[Document segment]
START

Thursday, December 31, 2009

The Healer Needs to Learn to Heal Thyself


girl in the glass mirror
Originally uploaded by LuLu Taylor

I recently took a trip to help one of my best friends celebrate her birthday. For the purposes of this blog we'll call her Sheek. There were a bunch of friends and fam who came from out of town to see Sheek but surprisingly we were able to find some alone time to talk. To be clear, Sheek and I haven't had as much quality time as either one of us would like since she became a wife and mother so we have grown to appreciate the time we do get to spend as a duo.


On more than one occasion during the weekend we found ourselves alone through no planning or manuevering of our own. The first time it happened I realized that I couldn't recall the last time it was just the two of us. What I love about Sheek is that she has always been a straight shooter, no sugar no chaser, but that quality isn't always good. She's catching herself a bit more in her approach to her loved ones so there's been a sort of filter slowly appearing over the last few years. She's found a way to say what needs to be said but in a less offensive but equally effective manner.


I confided in Sheek that the lack of direction and never ending question marks surrounding my life sometimes leaves me in a panic (though I usually keep a poker face in public its not always a pretty site when I'm alone). Sheek listened to my woes and offered some words of wisdom. She also pointed out that I spend a great deal of time worrying about and making sure other people are happy and taken care of and many times putting my wants and needs on the back burner; basically that I need to start checking for my own damn self. The funny thing is I never really looked at it from that perspective. I mean, I do recognize that I have a very big heart and I care way too much about other people (sometimes to my own detriment) but I always looked at it like if my loved ones are good then I'm good. Somewhere along the way I forgot to take care of me.

END

[Short exercise] Summarize the blog post in two sentences. The material after the blog post isn't needed for anything here.

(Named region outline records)

START

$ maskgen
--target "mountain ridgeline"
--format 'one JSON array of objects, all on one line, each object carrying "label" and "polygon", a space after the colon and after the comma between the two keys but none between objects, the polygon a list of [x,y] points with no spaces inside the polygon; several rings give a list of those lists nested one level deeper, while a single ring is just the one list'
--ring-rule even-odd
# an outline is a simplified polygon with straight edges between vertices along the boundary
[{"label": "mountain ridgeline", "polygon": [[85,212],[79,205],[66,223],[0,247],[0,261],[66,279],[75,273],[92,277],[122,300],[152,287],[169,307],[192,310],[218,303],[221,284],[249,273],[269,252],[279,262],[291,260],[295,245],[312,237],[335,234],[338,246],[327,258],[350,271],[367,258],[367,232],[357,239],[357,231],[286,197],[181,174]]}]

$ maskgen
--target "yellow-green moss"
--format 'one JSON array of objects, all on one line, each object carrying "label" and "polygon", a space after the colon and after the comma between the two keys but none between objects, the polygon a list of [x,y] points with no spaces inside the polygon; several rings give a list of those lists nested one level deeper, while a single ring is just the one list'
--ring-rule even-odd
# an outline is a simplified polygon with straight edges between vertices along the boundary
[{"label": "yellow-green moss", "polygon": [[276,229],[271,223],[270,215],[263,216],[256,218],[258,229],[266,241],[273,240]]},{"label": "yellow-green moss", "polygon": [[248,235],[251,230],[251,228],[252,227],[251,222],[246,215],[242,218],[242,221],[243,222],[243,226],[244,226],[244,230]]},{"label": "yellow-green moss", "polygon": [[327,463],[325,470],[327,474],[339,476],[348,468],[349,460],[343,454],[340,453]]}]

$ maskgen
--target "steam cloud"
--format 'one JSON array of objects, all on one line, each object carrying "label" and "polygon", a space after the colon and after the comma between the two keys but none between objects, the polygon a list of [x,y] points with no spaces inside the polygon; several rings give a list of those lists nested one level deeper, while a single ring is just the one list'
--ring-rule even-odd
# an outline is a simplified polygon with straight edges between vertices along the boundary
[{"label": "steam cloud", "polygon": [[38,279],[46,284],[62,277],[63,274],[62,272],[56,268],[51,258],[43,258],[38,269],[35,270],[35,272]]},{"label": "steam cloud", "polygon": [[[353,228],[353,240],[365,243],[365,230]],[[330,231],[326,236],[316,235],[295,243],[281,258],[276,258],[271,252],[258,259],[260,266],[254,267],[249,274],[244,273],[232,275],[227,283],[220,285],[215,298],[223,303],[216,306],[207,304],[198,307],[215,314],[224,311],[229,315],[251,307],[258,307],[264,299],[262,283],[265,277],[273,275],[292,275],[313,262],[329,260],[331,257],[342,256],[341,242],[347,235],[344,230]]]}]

END

[Correct output] On a trip to celebrate the birthday of a close friend called Sheek, the writer found unplanned time alone with her and confided that the lack of direction in the writer's life sometimes brings on panic. Sheek pointed out that the writer spends a great deal of time making sure other people are happy while putting personal wants and needs on the back burner, and the writer realized that somewhere along the way taking care of oneself had been forgotten.